Document extract.
__________

Lesson 4: Only certain SaaS systems can do LTDs

You probably realized this already if your system works for a particularly niche market. Some systems just aren’t going to work out on the LTD markets. A lot of SaaS businesses focus on a niche that has a target market that is not aware of LTDs. If that’s the case, doing a LTD just isn’t going to work out for you.

Lesson 5: Don’t plan to do anything but focus on this sale while it’s running for for 2 to 4 weeks afterwards.

When I did my LTD, it took a lot longer than I had expected before my support queue settled down. I figured that maybe it would take a week or two, but it ended up taking full time for about three weeks then an additional half to three quarters time for the following week. In other words, it’s going to be a ton of work to get this going, so don’t plan on doing anything else while the deal is running and for a few weeks afterwards.

Lesson 6: There are going to be more problems than you think there are.

If you follow all the suggestions in this list, you’ll be in better shape, but there are still going to be issues the come with scaling. It could be that your team works on an American time zone and all of your buyers are in Europe, or that the system grinds down as the number of concurrent users increases, or your people just get tired. Either way, you’re going to run into problems that you don’t expect. So just plan extra time and money towards this endeavor.

Lesson 7: If there is a small problem and you know it, fix it before you do the deal.

This was a mistake I made. There were a few small issues in the system that weren’t pressing issues for us because we knew they were there. After a while of using our system with those tiny issues, we just didn’t think about them anymore and they slipped from our list. But with a thousand new users, none of which realize this is small and they can just move past it, those little issues become huge issues very fast.

Lesson 8: Have an SOP for refunds.

__________

Raw data.
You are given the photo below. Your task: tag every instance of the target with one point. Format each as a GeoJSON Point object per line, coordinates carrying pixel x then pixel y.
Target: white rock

__________

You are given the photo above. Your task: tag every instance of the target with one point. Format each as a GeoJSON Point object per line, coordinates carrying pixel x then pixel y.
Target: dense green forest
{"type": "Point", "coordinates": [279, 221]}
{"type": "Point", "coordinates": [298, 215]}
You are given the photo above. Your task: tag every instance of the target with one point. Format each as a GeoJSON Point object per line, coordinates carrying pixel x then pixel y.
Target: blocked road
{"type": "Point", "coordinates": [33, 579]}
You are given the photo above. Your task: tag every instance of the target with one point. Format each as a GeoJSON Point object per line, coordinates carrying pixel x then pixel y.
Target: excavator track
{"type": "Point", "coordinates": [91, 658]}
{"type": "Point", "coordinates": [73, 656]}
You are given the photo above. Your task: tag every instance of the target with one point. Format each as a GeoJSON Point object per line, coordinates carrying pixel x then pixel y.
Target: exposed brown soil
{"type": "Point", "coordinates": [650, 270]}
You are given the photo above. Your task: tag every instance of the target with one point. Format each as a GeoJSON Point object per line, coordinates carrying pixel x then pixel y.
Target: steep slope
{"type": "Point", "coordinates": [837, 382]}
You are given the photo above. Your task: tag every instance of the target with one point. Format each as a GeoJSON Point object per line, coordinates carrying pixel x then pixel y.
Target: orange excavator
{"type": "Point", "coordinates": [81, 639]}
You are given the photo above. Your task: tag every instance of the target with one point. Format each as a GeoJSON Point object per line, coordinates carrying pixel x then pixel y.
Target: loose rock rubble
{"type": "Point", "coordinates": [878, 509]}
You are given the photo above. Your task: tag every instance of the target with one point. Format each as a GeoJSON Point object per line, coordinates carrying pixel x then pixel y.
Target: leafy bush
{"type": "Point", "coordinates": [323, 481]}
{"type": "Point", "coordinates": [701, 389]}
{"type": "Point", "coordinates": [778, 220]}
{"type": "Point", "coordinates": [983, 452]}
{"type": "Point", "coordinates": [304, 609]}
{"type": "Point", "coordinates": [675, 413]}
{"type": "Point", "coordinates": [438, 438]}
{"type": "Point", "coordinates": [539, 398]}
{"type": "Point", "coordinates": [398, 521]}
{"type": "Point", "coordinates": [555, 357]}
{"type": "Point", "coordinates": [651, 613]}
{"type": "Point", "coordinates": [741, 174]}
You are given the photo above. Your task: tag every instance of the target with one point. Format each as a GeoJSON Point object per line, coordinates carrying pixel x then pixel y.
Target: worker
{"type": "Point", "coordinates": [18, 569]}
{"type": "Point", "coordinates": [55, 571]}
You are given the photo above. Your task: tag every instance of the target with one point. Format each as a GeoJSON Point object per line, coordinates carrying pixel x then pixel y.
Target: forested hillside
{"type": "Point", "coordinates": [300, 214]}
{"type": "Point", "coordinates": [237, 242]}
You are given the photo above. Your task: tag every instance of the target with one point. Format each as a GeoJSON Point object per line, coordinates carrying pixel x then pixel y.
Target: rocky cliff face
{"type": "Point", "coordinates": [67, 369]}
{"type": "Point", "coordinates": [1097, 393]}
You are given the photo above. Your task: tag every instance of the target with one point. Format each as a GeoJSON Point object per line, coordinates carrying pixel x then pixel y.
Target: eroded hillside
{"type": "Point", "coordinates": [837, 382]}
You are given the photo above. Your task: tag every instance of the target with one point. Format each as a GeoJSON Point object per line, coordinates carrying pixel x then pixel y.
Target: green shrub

__________

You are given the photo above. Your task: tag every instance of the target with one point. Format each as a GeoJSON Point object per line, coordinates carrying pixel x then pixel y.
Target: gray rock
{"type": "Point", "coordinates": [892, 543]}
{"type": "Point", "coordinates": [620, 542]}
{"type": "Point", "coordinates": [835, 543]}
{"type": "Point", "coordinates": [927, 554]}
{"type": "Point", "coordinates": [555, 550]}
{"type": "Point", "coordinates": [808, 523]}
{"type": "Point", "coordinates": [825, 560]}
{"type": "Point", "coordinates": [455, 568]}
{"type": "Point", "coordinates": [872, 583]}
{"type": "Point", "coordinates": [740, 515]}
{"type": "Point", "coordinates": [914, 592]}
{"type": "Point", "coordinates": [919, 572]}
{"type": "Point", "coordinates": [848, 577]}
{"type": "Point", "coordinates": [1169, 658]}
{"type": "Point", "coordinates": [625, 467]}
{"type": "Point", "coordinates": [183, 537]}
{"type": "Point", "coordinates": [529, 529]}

__________

Tasks to carry out.
1) Answer these questions about the lessons on running a lifetime deal (LTD):
(a) For about how long did the support queue take full-time work after the deal?
(b) Where does Lesson 6 suggest all of the buyers might be, if the team works on an American time zone?
(c) How many new users made the little issues in Lesson 7 become huge issues?
2) In the lifetime deal lessons, can you extract everything from "If you follow" down to "towards this endeavor."?
3) Could you continue the lessons on running a lifetime deal from where they stop?

Per-task answers.
1)
(a) About three weeks
(b) Europe
(c) A thousand

2)
If you follow all the suggestions in this list, you’ll be in better shape, but there are still going to be issues the come with scaling. It could be that your team works on an American time zone and all of your buyers are in Europe, or that the system grinds down as the number of concurrent users increases, or your people just get tired. Either way, you’re going to run into problems that you don’t expect. So just plan extra time and money towards this endeavor.

3)
You’re not going to please everyone, and you will get requests for refunds. Whether the company marketing your LTD requires you to give a no questions asked refund or not, you are still going to need to be able to do it, and at least a few different people on your team need to know how to do it. My recommendation is that team members that man your in-app chats

Lesson 9: Don’t wait till the last minute to test your ticketing system

First off, make sure you have an email ticketing system in place. Without a method and system for handling these requests, your customer requests are going to get real confusing real fast and your team is going to start missing or dropping requests. This leads to quickly unhappy customers and refund requests.

Lesson 10: Plan the upsell!

The way I have seen a lot of groups do this is to sell their basic package or plan of their product in the LTD, but then have the pro plan or upsells ready to go. Make sure that the basic package is worth the money and that most people will be happy with that, but have features in the pro plan that everyone clearly wants or needs. This gets people in, but gives you the leverage to upsell them to the next level easily. I probably could have doubled my revenue by doing this.

Lesson 11: Having a chatbot ready is critical.

There are going to be questions. Lots of them. So having a chatbot ready and tested will make you and your support team’s life a lot better. Most users expect chatbots these days, so don’t feel like this is driving people away. It is in fact making things a lot easier. But you need to plan it out and do a good job setting it up, then test with existing users what they use the system for. In other words, iterate on your chatbot usage before doing your LTD. It will save countless hours of time and is well worth the upfront spend.

Lesson 12: Support Team

The week you do your LTD, you are going to have a huge influx of people coming to your system. So make sure that you have MORE than one support person. When we did ours, we had 3 support people and it wasn’t enough. Right away, each person had over 20 chats running at the same time. It became overwhelming very fast. Had we put in place a better chatbot up front, things may have been different. But I have a feeling that just having one or two people still would have been a mistake.